══ DONNÉES DE TRAVAIL ══

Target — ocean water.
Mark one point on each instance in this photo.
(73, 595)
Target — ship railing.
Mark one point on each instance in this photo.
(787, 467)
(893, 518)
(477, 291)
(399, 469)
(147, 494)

═══

CONSIGNE:
Renomme « instance » en « occurrence » dans tous les enregistrements ci-dessus, puis recopie les lignes sans rien modifier d'autre.

RÉSULTAT COMPLET:
Target — ocean water.
Mark one point on each occurrence in this photo.
(73, 595)
Target — ship railing.
Mark one point on each occurrence in this photo.
(787, 467)
(893, 518)
(477, 291)
(399, 469)
(147, 494)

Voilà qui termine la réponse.